**Tarefas propostas**
(1) As afirmações a seguir concordam com o texto fornecido? Responda sim ou não a cada uma e cite exatamente as palavras do texto que decidem a resposta.
(a) Dante Caputo fez seu discurso em setembro de 1988.
(b) Com o fim da guerra fria, veio a paz.
(c) O sul é descrito como rico e industrializado.
(2) Responda às perguntas sobre o texto fornecido:
(a) Que cargo Dante Caputo havia ocupado?
(b) Quem, na imagem usada no discurso, jamais poderá se sentir seguro?
(c) Por que nome o sul é mais conhecido?
(3) Copie fielmente o trecho do texto fornecido entre "Se o artefato" e "ricos ou pobres.", inclusive.

**Texto fornecido**
------------------------------------------------------------

Bomba
nos porões
Pedro J. Bondaczuk
O ex-chanceler argentino, Dante Caputo, observou,
num discurso de abertura da Assembléia Geral das Nações Unidas, em setembro de
1988, que a humanidade jamais conseguirá viver em paz e harmonia enquanto
houver um fosso profundo separando países ricos e pobres. Para ilustrar sua
advertência, utilizou-se de uma imagem muito significativa. Disse que os
passageiros de primeira classe de um transatlântico de luxo jamais poderão se
sentir seguros se nos porões desse navio houver uma bomba, por menor que seja,
prestes a explodir.
Se o artefato romper o casco da embarcação, com a
explosão, esta, certamente, afundará, levando consigo, para o fundo, todos, ou
a maioria a bordo. Esse é o perfil do mundo contemporâneo.
Terminada a guerra fria, com o fim do comunismo no
Leste europeu e, conseqüentemente, com o fim do antagonismo ideológico que
colocou o mundo à beira da confrontação nuclear em várias oportunidades, não
veio a tão sonhada paz. Houve, apenas, uma troca de conflitos.
A luta, agora, embora ainda sequer admitida e
sumamente desigual, é entre o norte, rico e industrializado, e o sul,
paupérrimo e faminto, mais conhecido por Terceiro Mundo. Ou seja, há uma bomba
– a da miséria – plantada nos porões do transatlântico – a Terra – capaz de
atingir, indiscriminadamente, todos os “tripulantes” a bordo, ricos ou pobres.

------------------------------------------------------------

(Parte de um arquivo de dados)
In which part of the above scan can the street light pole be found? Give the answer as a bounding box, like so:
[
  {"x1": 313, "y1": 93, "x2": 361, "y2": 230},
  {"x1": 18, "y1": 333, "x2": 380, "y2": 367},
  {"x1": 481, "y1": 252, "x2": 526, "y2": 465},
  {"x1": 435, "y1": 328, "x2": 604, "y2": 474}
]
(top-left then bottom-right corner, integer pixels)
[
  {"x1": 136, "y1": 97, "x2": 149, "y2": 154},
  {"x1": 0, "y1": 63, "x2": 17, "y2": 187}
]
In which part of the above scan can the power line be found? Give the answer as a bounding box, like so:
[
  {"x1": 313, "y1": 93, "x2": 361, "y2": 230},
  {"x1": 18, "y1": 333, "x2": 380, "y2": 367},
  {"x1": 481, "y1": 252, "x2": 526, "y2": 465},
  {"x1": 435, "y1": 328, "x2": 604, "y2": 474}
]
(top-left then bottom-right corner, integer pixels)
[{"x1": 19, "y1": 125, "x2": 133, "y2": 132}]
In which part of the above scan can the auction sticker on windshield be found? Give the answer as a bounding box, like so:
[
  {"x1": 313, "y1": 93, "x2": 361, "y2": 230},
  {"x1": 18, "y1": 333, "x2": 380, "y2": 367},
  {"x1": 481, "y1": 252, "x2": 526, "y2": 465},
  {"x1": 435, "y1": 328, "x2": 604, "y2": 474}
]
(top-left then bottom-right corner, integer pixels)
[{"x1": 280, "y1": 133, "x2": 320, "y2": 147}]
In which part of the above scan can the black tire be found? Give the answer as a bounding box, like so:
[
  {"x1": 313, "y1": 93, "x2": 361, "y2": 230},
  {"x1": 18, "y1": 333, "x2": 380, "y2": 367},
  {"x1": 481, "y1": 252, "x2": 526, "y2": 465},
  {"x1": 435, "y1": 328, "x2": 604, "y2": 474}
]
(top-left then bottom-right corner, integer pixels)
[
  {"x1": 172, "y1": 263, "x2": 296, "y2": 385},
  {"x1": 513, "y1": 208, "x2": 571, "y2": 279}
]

------------------------------------------------------------

**Respostas por tarefa**
(1)
(a) Sim: "num discurso de abertura da Assembléia Geral das Nações Unidas, em setembro de 1988".
(b) Não: "não veio a tão sonhada paz".
(c) Não: "o norte, rico e industrializado".

(2)
(a) Ex-chanceler argentino.
(b) Os passageiros de primeira classe de um transatlântico de luxo.
(c) Terceiro Mundo.

(3)
Se o artefato romper o casco da embarcação, com a
explosão, esta, certamente, afundará, levando consigo, para o fundo, todos, ou
a maioria a bordo. Esse é o perfil do mundo contemporâneo.
Terminada a guerra fria, com o fim do comunismo no
Leste europeu e, conseqüentemente, com o fim do antagonismo ideológico que
colocou o mundo à beira da confrontação nuclear em várias oportunidades, não
veio a tão sonhada paz. Houve, apenas, uma troca de conflitos.
A luta, agora, embora ainda sequer admitida e
sumamente desigual, é entre o norte, rico e industrializado, e o sul,
paupérrimo e faminto, mais conhecido por Terceiro Mundo. Ou seja, há uma bomba
– a da miséria – plantada nos porões do transatlântico – a Terra – capaz de
atingir, indiscriminadamente, todos os “tripulantes” a bordo, ricos ou pobres.